What this task involves — Pull each line containing "below" out of the data and copy it.

[Referring expression pointing data]
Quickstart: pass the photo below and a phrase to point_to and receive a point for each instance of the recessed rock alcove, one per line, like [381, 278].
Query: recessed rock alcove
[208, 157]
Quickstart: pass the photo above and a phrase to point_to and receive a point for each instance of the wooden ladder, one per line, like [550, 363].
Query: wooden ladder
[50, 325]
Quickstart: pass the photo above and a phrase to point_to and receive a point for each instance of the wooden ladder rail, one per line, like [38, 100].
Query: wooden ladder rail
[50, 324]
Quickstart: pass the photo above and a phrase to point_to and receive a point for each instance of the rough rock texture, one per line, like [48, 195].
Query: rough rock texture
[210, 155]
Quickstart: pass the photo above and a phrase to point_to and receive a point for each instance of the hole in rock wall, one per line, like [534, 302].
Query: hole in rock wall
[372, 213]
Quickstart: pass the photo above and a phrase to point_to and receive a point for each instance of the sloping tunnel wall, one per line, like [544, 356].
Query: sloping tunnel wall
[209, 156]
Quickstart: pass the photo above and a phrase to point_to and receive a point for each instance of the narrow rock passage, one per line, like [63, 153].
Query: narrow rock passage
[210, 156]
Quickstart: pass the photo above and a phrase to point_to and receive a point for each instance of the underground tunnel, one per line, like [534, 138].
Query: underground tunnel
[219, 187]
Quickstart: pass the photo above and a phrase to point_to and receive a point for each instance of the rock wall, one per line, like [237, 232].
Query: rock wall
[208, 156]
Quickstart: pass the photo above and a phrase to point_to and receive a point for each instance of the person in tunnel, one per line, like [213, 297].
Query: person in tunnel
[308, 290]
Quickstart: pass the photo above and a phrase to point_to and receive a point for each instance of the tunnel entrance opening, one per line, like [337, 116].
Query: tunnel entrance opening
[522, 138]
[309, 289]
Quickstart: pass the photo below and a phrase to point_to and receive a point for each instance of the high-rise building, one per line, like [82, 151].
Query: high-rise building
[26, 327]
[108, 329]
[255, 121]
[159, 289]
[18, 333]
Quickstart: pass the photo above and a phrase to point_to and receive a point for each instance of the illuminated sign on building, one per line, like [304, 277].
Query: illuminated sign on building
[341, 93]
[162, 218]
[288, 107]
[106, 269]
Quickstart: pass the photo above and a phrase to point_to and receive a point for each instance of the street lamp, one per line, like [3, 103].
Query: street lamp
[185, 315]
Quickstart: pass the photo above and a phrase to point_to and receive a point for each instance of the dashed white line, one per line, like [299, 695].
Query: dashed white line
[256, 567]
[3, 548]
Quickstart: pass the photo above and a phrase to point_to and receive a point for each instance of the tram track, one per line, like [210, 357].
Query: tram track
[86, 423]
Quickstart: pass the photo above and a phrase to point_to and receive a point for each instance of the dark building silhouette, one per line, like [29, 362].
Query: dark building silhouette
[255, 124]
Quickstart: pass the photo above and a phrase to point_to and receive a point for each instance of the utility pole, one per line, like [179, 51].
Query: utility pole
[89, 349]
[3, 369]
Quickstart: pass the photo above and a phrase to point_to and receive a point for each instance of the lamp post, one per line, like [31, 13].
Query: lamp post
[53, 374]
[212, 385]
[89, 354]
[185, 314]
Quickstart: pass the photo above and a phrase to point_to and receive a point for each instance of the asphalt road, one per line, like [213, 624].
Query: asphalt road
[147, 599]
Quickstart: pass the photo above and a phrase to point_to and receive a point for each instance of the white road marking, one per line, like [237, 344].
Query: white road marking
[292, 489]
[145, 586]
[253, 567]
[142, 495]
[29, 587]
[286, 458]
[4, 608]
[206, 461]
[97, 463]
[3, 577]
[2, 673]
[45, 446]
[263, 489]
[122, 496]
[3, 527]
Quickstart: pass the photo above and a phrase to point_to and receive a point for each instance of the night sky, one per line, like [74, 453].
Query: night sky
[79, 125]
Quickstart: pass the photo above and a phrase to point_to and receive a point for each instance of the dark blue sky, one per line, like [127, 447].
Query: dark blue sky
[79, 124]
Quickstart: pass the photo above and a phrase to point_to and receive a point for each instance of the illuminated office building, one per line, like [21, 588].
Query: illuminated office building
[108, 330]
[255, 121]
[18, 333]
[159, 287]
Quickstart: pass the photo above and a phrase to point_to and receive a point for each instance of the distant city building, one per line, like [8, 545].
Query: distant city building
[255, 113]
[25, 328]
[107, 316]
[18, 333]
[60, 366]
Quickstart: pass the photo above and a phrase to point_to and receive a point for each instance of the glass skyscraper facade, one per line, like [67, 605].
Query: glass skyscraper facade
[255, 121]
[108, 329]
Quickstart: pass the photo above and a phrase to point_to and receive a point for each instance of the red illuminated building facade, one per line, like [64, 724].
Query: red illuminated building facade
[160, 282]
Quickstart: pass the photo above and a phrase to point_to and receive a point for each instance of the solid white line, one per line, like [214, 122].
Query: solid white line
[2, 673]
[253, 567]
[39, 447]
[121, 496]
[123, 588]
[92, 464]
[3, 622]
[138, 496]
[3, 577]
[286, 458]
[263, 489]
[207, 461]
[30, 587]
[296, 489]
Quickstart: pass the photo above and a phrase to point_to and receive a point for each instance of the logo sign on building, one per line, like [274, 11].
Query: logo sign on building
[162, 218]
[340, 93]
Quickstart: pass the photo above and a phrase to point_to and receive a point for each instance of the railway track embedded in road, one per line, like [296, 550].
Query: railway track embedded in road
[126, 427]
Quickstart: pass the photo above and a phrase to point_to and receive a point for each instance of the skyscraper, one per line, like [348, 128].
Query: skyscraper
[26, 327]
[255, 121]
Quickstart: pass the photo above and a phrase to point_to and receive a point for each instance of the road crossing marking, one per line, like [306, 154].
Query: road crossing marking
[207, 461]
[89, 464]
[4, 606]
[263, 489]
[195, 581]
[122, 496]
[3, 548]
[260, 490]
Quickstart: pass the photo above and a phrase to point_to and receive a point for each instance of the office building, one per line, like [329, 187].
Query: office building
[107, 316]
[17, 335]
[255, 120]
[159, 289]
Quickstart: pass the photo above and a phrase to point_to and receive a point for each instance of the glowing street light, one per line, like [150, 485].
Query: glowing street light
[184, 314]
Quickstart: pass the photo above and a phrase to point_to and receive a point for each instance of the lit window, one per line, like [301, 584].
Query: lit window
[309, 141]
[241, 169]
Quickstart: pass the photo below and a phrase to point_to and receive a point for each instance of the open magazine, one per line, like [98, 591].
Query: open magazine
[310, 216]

Output of the task —
Quickstart: pass the photo below and a phrase to point_to and receive a point for each instance of the recessed rock alcove, one per line, like [381, 278].
Quickstart: pass the photo below and a phrase to point_to and receive a point for each instance of the high-rise building, one per line, like [82, 151].
Quickstart: pass the photo below and a phrase to point_to and receive a point for each instance of the open magazine, one per line, like [98, 591].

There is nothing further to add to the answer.